### PASSAGE PROVIDED

*****

If you are concerned a student may have used ChatGPT or another generative AI to complete their assignment, what should you do?
If you think an assignment may have been generated by AI, there are several tools that can assist in determining the likelihood that a student used AI. It is important to note, however, that none of these are foolproof, and may return false positives. The best first step is usually to have a conversation about the assignment with the student.
GPTZero allows you to copy and paste text into its web-based AI detection tool. GPTZero analyzes a text to look for what it describes as "perplexity" and "burstiness." Perplexity determines the likelihood that a word was recommended by an AI (assuming that humans choose more varied words). Burstiness measures the frequency in spikes of unique language throughout the document (assuming that an AI will be less variable).
Writer.com offers an AI content detector that can detect the likelihood that up to 1500 characters of text were AI-generated. This detector examines whether a text is likely to follow the same pattern of words that a large language model would. Since this model is based on the sequence of words, it may flag works are being AI generated if the writer uses similar word sequences in their writing.
The Evolution of Large Language AI
It is important to note that AI is constantly evolving, and the reliability of these tools (both for negative and positive results) will be incredibly variable. These detection tools are meant to provide guidance that can begin a conversation.

*****

### TO DO
a) In the passage on detecting AI-written assignments, how many characters of text can the Writer.com detector assess?
b) Extend the passage on detecting AI-written assignments past its final sentence.

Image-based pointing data
*****

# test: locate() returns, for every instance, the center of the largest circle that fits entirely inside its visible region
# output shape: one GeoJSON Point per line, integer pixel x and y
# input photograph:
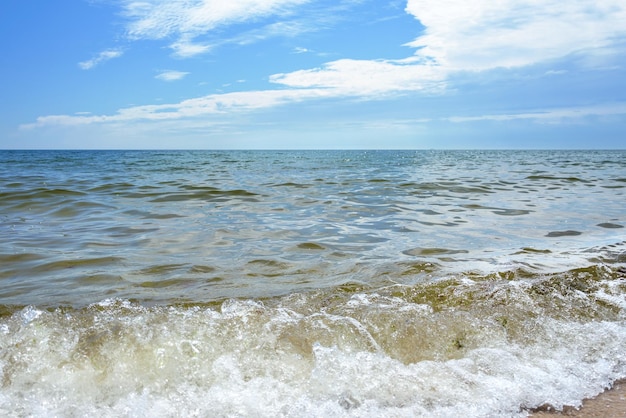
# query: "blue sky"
{"type": "Point", "coordinates": [312, 74]}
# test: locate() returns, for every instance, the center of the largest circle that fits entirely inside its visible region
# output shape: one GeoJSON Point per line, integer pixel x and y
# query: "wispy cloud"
{"type": "Point", "coordinates": [366, 78]}
{"type": "Point", "coordinates": [556, 115]}
{"type": "Point", "coordinates": [186, 20]}
{"type": "Point", "coordinates": [100, 58]}
{"type": "Point", "coordinates": [459, 36]}
{"type": "Point", "coordinates": [214, 104]}
{"type": "Point", "coordinates": [171, 75]}
{"type": "Point", "coordinates": [487, 34]}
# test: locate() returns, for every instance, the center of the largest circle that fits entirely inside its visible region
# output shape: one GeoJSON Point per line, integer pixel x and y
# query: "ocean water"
{"type": "Point", "coordinates": [310, 283]}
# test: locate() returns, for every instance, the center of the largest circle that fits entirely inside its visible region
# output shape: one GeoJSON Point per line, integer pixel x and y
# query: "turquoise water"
{"type": "Point", "coordinates": [310, 283]}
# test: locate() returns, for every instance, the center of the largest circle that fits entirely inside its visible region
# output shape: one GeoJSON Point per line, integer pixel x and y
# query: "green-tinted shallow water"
{"type": "Point", "coordinates": [312, 283]}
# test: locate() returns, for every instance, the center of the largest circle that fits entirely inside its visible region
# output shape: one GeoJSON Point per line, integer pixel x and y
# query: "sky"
{"type": "Point", "coordinates": [289, 74]}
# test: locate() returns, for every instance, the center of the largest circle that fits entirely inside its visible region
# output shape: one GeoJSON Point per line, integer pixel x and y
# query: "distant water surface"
{"type": "Point", "coordinates": [310, 283]}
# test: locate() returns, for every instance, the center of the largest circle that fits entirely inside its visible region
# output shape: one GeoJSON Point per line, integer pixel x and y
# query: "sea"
{"type": "Point", "coordinates": [421, 283]}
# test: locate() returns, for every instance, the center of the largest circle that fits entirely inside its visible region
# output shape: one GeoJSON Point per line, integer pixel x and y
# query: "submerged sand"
{"type": "Point", "coordinates": [609, 404]}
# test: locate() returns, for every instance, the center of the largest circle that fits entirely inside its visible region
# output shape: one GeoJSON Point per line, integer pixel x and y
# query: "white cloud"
{"type": "Point", "coordinates": [365, 77]}
{"type": "Point", "coordinates": [214, 104]}
{"type": "Point", "coordinates": [551, 115]}
{"type": "Point", "coordinates": [188, 19]}
{"type": "Point", "coordinates": [474, 36]}
{"type": "Point", "coordinates": [171, 75]}
{"type": "Point", "coordinates": [458, 36]}
{"type": "Point", "coordinates": [100, 58]}
{"type": "Point", "coordinates": [485, 34]}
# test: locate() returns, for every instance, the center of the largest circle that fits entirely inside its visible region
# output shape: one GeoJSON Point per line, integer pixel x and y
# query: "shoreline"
{"type": "Point", "coordinates": [609, 404]}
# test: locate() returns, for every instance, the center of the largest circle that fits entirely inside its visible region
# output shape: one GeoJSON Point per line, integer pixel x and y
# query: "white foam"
{"type": "Point", "coordinates": [248, 359]}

*****

### RESPONSES BY TASK
a) Up to 1500 characters.

b)
Design Considerations to Mitigate the Risk of AI Misuse
Assignment design choices can potentially decrease AI use for assignments. Here are a few suggestions, in no particular order, for ways to mitigate the risk of AI misuse.
- Build assignments that leverage personal experiences. Increasing relevance and authenticity are effective ways to increase student engagement with coursework, as well as help students to connect new information to prior knowledge.
- Ask students to submit work in different pieces and with different revisions.
- Require process documentation: The research and writing process can be documented by the student as evidence of their work. Word processing files, spreadsheets, and presentation slide decks will typically have version history that can be examined to verify the gradual development of a submission. (NOTE: When a document is submitted to a Canvas assignment, the version history is lost; Canvas makes a copy of the file. However, if you suspect a student of potential AI misuse, you could ask the student to separately email you their paper as a file attachment.)
- Develop an AI use policy collaboratively with students to gain student buy-in and to engage them deeply in thinking about appropriate use.
- Guide students in how to appropriately cite/reference the use of generative AI. Include this in an AI use policy.
- Coach students on appropriate ways to engage with AI as a part of working on an assignment. For example, having students start with an AI tool can allow them to elaborate on and revise provided outputs to create something new. Alternatively, AI can be consulted in a latter stage of the process to act as a feedback coach.
- Showcase for students the flaws of an AI-generated product. Review examples of AI outputs and why these are insufficient (e.g., generic treatment; fake citations).
- Require students to cite core course texts. It is harder for students to ask AI to include specific scholarly sources in its generated output and it will be easier for you to verify whether citations are accurate because you are familiar with the texts.
- Review the balance of work and assessment done in-class versus outside of class. Consider administering key summative assessments in-class, which could facilitate monitoring student behavior.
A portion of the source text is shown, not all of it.